■ **INFORMATION GIVEN**
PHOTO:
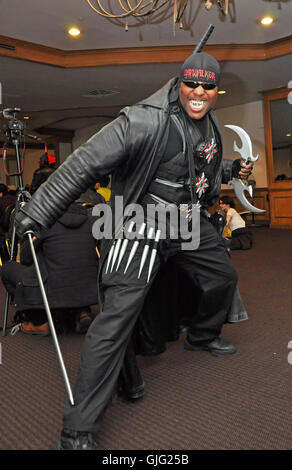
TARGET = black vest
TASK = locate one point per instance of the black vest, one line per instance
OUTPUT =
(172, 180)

--

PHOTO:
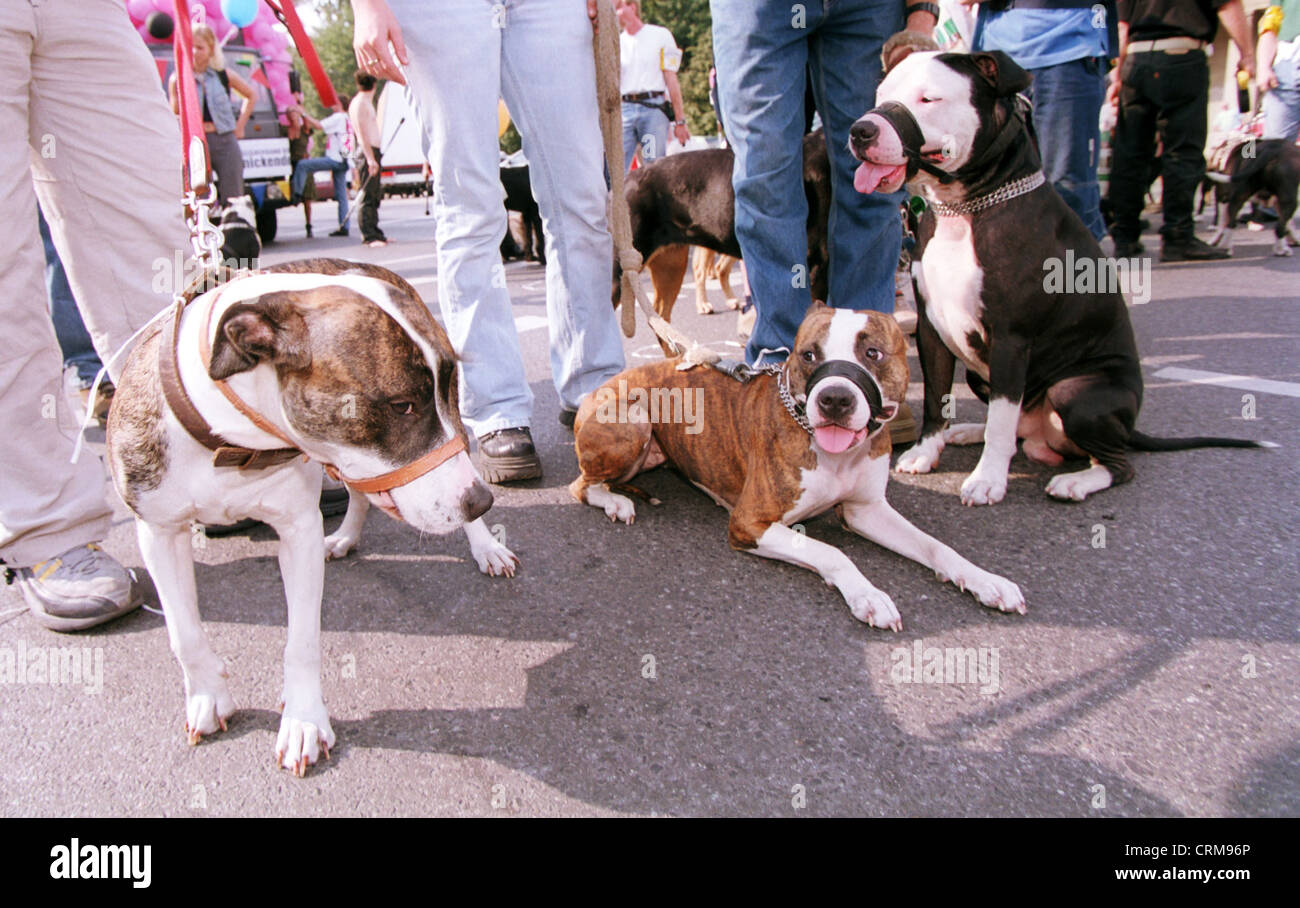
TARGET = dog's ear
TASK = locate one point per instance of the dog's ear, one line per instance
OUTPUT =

■ **WHAT THE EXERCISE ASKS**
Select each line from the rows above that includes the string "vest". Case counts.

■ **ANSWER TO THE TASK**
TARGET = black vest
TASK = locate one point per instance of the black vest, one line per instance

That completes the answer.